Extracted text:

-- Opening Marker --

Cable / Telecom News

Intact Telecom Act evidence Parliament doesn’t intend ‘transmission line’ to include wireless: filing


By Ahmad Hathout

OTTAWA – Electricity Canada said in a filing to the nation’s highest court this month that Parliament’s refusal to amend “transmission line” under the Telecommunications Act is evidence of its belief that it does not foresee an obstacle for telecoms getting wireless access to municipal structures without CRTC jurisdiction.

Electricity Canada is opposing a Telus application for the Supreme Court of Canada to hear its argument that a lower court erred when it upheld the CRTC’s decision to decline to regulate wireless attachments on municipal structures on the basis it does not have jurisdiction. The Vancouver-based telecom, which is supported by Rogers and Bell, is arguing Parliament intended “transmission line” to encompass both wireline and wireless attachments, and that the wireless equipment in any case relies on wires to send traffic back to the network.

Electricity Canada, which represents structure owners and filed its opposition to Telus during the lower court hearing, said in its filing that wireless technology routing back to wires “adds nothing to the analysis.”

-- Closing Marker --

Data listing:
-- Opening Marker --

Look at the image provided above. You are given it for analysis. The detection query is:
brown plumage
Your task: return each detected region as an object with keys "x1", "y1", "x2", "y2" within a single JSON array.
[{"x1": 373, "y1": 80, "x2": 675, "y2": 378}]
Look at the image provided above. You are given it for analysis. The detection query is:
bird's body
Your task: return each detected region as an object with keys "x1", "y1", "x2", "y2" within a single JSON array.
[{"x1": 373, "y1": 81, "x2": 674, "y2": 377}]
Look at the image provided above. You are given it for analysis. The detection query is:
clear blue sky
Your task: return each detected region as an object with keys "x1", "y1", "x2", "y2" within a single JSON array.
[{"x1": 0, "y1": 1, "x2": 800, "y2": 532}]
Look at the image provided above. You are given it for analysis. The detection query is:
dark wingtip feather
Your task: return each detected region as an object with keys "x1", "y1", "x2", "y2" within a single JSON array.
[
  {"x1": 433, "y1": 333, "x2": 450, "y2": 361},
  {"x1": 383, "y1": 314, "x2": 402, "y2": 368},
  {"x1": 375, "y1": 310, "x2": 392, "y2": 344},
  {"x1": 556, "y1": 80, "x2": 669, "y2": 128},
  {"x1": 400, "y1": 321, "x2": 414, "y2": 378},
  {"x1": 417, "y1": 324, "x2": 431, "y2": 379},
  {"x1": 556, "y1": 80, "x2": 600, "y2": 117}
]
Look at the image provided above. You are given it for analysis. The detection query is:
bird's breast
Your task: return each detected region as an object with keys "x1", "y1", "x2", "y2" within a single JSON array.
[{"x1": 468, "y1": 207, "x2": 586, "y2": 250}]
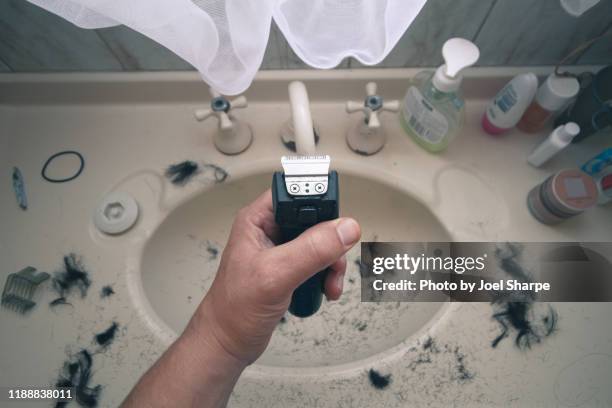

-- Closing Marker --

Tasks and exercises:
1) Please decide whether each statement agrees with the article about the Telus appeal: (a) Electricity Canada backs Telus's application to the Supreme Court of Canada; (b) Telus is based in Vancouver; (c) Electricity Canada called wireless technology's reliance on wires central to the case. For each, answer yes or no and quote the words of the article that settle it.
2) Pick up the article about the Telus appeal after its last sentence and continue it.
The material above has no connection to the article about the Telus appeal.

Set of answers:
1)
(a) No: "Electricity Canada is opposing a Telus application for the Supreme Court of Canada to hear its argument"
(b) Yes: "The Vancouver-based telecom, which is supported by Rogers and Bell"
(c) No: "wireless technology routing back to wires “adds nothing to the analysis.”"

2)
It said the distinction between the technologies was a policy choice by Parliament and does not allow for judicial intervention and that neither the CRTC nor the Federal Court of Appeal made errors in its determination to turn away Telus’s application.

A major part of its argument is grounded in the lack of movement on amending section 43 of the Telecommunications Act, which includes “transmission line” in dispute. In its argument, it said had Parliament intended for transmission line to include both wires and wireless technologies, then why didn’t it make that change when that was recommended to it by the Broadcasting and Telecommunications Legislative Review Panel?

To support that argument, it also points to the use of “transmission facility” – a term used to encompass more telecommunications technologies – in other areas of the legislation. This, it argues, suggests that Parliament knew of different telecom technologies at the time the legislation was being drafted.

The organization also points to the lower court not recognizing the telecoms’ “doomsday argument” – that there would be an issue with telecoms getting timely access with municipalities on access to the structures without CRTC oversight. Some telecoms have had to go to court over that access over the years.

“Essentially, the Court of Appeal found Parliament was well aware of the existence of wireless antennas when it enacted the Telecommunications Act and carefully worded the legislation to allow the CRTC to adjudicate access requests to construct, maintain and operate telecommunications wires, but not antennas,” Electricity Canada said, which is a reiteration of its argument during the lower court hearing.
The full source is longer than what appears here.